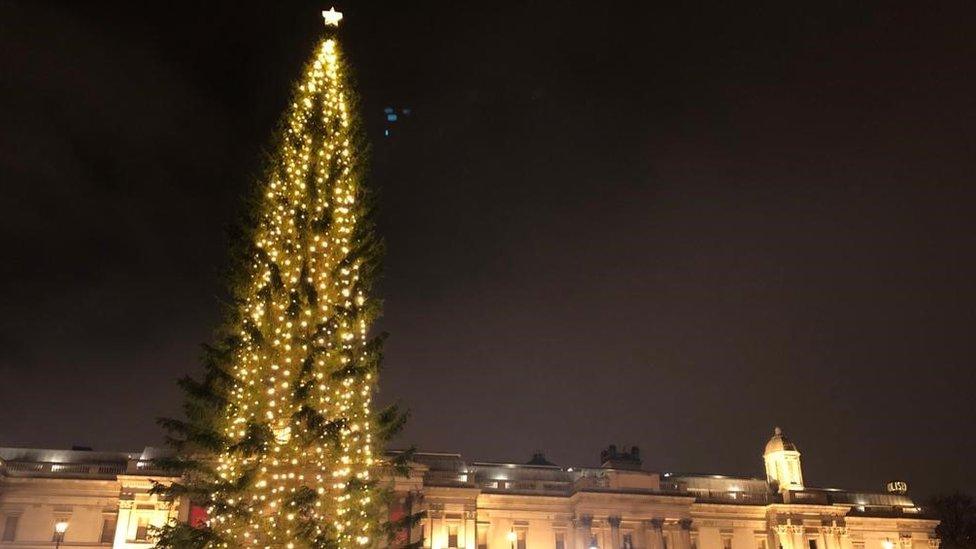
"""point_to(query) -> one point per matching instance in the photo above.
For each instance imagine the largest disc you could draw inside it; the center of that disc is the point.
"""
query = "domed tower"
(783, 462)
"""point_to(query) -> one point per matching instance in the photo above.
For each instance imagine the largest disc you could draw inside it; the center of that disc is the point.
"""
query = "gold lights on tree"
(291, 456)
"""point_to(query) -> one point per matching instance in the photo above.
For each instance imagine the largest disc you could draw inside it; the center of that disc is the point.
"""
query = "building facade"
(477, 505)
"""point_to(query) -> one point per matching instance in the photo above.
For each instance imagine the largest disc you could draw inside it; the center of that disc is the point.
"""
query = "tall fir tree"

● **What needs to be done**: Type out the entries again without a single change, and leave the pictures out.

● **Solution to this task**:
"""point_to(query) -> one point per matching instance in the photo above.
For each instance imagine the largest disc you could draw inside it; the center of that disc is the point.
"""
query = "domed tower"
(783, 462)
"""point_to(query) -> one point per matching instance in the photo above.
For each instance imagine the largest disc you could draw inside it; the center of that disc is the point.
"""
query = "gold lights on tree"
(291, 456)
"""point_to(query) -> one point per matching instance in the photo above.
For each instance imagine the largest disc you could draw inside it; the center of that disc is the point.
"""
query = "building facade"
(477, 505)
"""point_to(query) -> one point per matching instance in the photo above.
For each instance imagine the largest disc you could draw inside it; the center of that disc is the point.
"""
query = "tall fir tree"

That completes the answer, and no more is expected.